** FRAGMENT **
+ + + + + + +

Reportage: Op bezoek bij een aardappelboer

Auteur: David Bakker
18 juni 2019
Reportage: Op bezoek bij een aardappelboer

Op een zonovergoten vrijdagochtend in de polders van De Hoeksche Waard vliegen de meeuwen achter de trekker aan om de wormen uit de geploegde klei te trekken. Trots tuurt Adriaan Veerman over het veld. Het is één van de mooiste dagen van het jaar. “Vandaag gaat het pootgoed de grond in.”

+ + + + + + +

** LIJST VAN RIJEN **
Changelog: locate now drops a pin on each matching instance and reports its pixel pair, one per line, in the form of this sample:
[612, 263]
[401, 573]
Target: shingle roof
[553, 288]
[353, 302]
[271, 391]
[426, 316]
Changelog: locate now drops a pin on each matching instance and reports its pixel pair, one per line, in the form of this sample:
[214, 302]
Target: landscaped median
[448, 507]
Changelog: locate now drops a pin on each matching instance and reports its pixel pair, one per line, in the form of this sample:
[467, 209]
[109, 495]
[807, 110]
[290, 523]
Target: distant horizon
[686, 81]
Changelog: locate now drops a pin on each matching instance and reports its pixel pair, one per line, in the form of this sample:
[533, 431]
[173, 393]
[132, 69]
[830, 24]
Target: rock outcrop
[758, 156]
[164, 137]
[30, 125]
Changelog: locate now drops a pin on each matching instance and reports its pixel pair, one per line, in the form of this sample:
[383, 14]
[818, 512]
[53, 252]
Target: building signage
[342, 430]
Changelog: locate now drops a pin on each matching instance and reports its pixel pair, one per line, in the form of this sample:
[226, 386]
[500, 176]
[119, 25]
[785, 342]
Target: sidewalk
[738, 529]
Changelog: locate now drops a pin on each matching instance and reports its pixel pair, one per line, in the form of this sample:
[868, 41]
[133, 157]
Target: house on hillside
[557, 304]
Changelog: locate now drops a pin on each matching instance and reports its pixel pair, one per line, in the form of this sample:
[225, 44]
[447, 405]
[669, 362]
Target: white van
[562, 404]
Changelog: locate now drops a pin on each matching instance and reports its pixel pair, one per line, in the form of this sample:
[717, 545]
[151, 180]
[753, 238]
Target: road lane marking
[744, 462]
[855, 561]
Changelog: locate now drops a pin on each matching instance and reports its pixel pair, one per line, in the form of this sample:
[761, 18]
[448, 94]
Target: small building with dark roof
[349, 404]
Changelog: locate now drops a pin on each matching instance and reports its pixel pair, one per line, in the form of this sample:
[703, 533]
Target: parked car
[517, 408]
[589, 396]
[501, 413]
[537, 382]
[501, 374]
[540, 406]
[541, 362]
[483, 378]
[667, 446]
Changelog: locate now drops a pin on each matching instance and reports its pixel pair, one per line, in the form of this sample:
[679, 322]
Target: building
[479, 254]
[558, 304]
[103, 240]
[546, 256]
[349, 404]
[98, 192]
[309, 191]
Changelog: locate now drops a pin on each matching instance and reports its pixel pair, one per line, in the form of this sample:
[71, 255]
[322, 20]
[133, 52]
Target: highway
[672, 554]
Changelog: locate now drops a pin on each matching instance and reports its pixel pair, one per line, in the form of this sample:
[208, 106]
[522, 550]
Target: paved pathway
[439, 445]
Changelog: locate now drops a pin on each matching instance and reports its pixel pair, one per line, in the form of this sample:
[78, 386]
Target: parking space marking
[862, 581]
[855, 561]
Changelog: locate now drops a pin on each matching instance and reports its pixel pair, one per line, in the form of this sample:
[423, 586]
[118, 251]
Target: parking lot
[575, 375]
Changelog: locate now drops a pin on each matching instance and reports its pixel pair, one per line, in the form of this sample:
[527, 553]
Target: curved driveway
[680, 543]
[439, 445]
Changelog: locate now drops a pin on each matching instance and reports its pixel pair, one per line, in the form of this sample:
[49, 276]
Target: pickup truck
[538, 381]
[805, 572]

+ + + + + + +

** OPDRACHT **
Beantwoord met behulp van het fragment de volgende vragen:
1. Wie heeft de reportage geschreven?
2. In welke streek ligt het veld waar het bezoek plaatsvindt?
3. Wat gaat er volgens Adriaan Veerman vandaag de grond in?

** ANTWOORD **
1. David Bakker
2. In de polders van De Hoeksche Waard
3. Het pootgoed